[Dataset records]
------------------------------

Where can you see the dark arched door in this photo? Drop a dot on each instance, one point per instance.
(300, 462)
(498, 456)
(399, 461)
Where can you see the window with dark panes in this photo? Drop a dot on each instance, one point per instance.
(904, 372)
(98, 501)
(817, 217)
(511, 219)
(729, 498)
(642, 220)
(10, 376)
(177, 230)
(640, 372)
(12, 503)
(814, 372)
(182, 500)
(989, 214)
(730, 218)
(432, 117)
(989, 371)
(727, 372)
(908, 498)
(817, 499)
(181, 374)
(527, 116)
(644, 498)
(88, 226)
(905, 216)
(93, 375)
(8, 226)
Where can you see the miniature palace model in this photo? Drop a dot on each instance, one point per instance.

------------------------------

Problem:
Quote the data in full, keeping each word unchanged.

Complete output:
Where can you see the dark arched door in this photo? Drop a dot on each instance, one point per instance.
(300, 462)
(498, 456)
(399, 461)
Where can you see the window with dark panes in this photo? Drop a dot on each instance, one point per instance.
(904, 372)
(98, 501)
(817, 217)
(511, 219)
(729, 498)
(642, 220)
(10, 376)
(177, 230)
(640, 372)
(12, 503)
(814, 372)
(182, 500)
(989, 214)
(730, 218)
(432, 117)
(989, 371)
(727, 372)
(908, 498)
(817, 499)
(181, 374)
(527, 116)
(644, 498)
(88, 226)
(905, 216)
(93, 375)
(8, 226)
Where can you see the miniature palace model in this photo? Drop a dot on each instance, one point per instance.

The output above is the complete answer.